### Data entries
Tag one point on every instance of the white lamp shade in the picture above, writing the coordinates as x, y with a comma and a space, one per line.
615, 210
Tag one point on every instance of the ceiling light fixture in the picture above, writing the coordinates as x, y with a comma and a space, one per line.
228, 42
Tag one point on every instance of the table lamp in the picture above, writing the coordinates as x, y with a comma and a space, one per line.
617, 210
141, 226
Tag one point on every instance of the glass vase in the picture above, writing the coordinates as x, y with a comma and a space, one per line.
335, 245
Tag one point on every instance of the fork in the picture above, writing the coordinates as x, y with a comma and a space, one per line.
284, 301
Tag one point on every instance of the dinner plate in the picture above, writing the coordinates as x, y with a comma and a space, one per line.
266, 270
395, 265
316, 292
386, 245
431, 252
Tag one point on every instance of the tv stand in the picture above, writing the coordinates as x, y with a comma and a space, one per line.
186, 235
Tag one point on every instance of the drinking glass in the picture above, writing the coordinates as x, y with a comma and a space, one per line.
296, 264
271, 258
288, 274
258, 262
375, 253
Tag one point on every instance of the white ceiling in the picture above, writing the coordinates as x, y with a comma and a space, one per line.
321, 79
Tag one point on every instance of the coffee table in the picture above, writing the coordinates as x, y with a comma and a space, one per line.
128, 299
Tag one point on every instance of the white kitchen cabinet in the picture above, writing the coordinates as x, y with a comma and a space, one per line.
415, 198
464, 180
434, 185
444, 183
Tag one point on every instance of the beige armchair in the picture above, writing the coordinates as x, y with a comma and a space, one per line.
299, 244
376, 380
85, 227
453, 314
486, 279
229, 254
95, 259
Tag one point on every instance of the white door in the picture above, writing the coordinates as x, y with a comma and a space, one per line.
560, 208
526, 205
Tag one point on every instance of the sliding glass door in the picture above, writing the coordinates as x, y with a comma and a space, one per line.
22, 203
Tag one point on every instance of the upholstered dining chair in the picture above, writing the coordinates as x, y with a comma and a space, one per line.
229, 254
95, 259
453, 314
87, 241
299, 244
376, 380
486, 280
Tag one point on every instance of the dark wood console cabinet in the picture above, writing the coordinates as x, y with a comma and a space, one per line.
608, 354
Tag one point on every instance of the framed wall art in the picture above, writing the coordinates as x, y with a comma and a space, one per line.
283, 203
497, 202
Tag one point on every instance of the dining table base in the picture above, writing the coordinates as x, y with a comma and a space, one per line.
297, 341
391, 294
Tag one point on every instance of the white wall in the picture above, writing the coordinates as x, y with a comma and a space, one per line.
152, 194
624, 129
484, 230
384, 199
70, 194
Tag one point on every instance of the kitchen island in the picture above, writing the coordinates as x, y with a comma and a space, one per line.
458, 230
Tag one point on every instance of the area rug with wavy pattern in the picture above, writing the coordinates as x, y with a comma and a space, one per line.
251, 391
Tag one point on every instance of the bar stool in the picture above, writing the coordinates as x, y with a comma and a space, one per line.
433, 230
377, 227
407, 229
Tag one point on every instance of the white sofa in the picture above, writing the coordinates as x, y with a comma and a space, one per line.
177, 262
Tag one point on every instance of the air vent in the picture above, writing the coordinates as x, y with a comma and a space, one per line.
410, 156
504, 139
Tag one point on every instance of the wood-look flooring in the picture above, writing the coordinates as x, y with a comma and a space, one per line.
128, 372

...

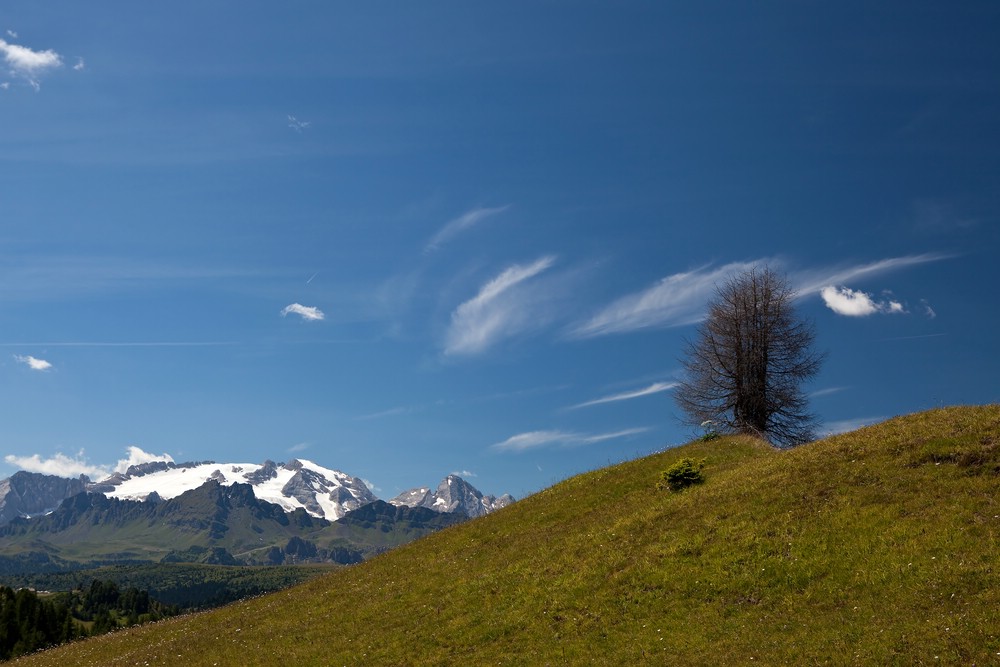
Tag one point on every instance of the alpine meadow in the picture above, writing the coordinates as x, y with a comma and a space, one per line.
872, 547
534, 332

### Task details
Pull out each line of the records above that contains the string "door". Only a match in the same case counts.

### Exercise result
Tag one point on every instance of the white door in the picture above, writing the coordinates as x, y with a comma and a space, one per line.
Tag one point on every instance of the sliding glass door in the picture above, writing the coordinates as x, y with a comma and a space, one per line.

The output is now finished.